Update the passage adapted from the novel Love Monkey by giving it again with "bow tie" changed to "necktie". Begin at the words that have "Fictional Personal Information." and stop after "tie a bow tie.".

## EXERCISE TEXT
⁂

Monthly Archives: March 2008

Fictional Personal Information. Or is it?

A description borrowed from the novel Love Monkey by Kyle Smith and adapted to me:

I’m from That generation. You know the one I’m talking about. The one after the one that discovered the Beatles and nonbinding sex, the one before the one where seventeen-year-olds asked to be excused from Phys. Ed. so they could launch their IPOs. Yeah, that’d be us: the Lamest Generation. Cultural anthropologists of the future will remember us primarily for nonblack tuxedos, Valerie Bertinelli, and Men at Work. Our grandfathers won World War II. We can’t even tie a bow tie.

I’m not in great shape. I do, occasionally, complete one gasping lap around the reservoir. When I run, it’s prose in motion. My abs are a one-pack. My arms are steamed licorice. My teeth are carved of wax. I’ve been compared to a redheaded Winnie the Pooh, an Oompa Loompa without the self-tanning lotion, a slightly elongated Teletubby. For one formative grade — fifth — I was known exclusively as “Doughboy.” The first time some playground wit poked my tummy hoping to elicit a girlish giggle, it was funny. The 100th time it was less so.

I’m defiantly average, studiously okay, the Gap of bachelors. You know how when you go into Duane Reade and there’s a generic product next to the one with a logo and a memorable back story of amusing and informative TV commercials? IBUPROFEN. MOUTHWASH. ANTIHISTAMINE. That’s me: the man without a brand. The one you would never pick after you won the lottery. I contain all the same ingredients, and I’m a bargain. But I have no shelf appeal. If someone saw me in your medicine chest, you’d die.

I’m thirty-three, as healthy as any other Spam-raised American male. I look pretty young. Hair is disappearing from my scalp, but fortunately it hasn’t deserted me: It’s just relocating to my nostrils and ears. My face — my patriotic mug of white skin and blue eyes — is doing okay. I have no laugh lines (what’s funny?). I’m not short, not really. I stand the Minimum Acceptable Height for an Adult Male. (Some celebrities I know to be shorter than myself: Redford. Stallone. Pitt.) But the only way I could ever be labeled tall would be if I became a Starbucks beverage.

⁂

## STUDY MATERIAL
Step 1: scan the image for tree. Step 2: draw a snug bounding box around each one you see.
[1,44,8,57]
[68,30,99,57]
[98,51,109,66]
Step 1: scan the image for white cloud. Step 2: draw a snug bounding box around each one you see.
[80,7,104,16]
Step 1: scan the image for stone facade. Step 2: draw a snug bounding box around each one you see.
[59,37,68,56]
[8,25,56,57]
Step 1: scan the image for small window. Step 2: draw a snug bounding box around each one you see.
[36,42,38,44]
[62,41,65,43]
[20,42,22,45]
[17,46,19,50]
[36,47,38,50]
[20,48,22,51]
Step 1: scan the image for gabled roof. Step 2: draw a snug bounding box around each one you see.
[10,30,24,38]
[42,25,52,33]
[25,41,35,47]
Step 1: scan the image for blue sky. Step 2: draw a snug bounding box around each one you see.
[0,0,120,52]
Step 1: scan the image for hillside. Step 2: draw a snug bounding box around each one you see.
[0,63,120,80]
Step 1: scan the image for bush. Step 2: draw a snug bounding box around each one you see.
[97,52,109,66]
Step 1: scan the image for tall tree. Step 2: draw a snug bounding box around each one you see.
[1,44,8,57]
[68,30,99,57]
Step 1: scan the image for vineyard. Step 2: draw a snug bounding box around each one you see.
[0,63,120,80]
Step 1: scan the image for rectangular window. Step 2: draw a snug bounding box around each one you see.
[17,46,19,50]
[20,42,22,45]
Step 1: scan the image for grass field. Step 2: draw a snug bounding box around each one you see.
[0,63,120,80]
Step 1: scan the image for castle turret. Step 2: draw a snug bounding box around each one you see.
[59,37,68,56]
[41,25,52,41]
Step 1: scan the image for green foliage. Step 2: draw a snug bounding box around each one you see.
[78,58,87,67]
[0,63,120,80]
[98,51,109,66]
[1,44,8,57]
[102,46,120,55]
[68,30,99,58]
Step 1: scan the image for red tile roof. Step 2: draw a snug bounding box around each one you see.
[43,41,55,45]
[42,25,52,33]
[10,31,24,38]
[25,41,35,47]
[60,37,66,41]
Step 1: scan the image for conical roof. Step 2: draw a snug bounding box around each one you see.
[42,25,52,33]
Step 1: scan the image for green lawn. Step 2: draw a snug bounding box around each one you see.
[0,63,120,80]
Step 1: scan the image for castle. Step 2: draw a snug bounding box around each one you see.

⁂

## ANSWER TO THIS EXERCISE
Fictional Personal Information. Or is it?

A description borrowed from the novel Love Monkey by Kyle Smith and adapted to me:

I’m from That generation. You know the one I’m talking about. The one after the one that discovered the Beatles and nonbinding sex, the one before the one where seventeen-year-olds asked to be excused from Phys. Ed. so they could launch their IPOs. Yeah, that’d be us: the Lamest Generation. Cultural anthropologists of the future will remember us primarily for nonblack tuxedos, Valerie Bertinelli, and Men at Work. Our grandfathers won World War II. We can’t even tie a necktie.